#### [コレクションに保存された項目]
────────

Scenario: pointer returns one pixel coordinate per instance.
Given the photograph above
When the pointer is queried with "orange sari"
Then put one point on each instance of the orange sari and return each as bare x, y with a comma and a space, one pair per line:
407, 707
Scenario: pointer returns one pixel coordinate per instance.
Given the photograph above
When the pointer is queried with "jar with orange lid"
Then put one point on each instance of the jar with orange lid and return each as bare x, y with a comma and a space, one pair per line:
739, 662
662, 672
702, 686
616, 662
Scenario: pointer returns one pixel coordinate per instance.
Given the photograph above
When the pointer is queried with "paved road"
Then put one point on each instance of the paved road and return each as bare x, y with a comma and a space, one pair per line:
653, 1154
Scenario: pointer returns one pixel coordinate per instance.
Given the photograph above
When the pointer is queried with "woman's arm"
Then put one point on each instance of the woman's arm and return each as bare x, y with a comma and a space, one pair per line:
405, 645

────────

#### [作業内容]
上のエントリから、文字列「When」を含む行をすべて挙げてください。大文字と小文字は区別します。

#### [演習の解答]
When the pointer is queried with "orange sari"
When the pointer is queried with "jar with orange lid"
When the pointer is queried with "paved road"
When the pointer is queried with "woman's arm"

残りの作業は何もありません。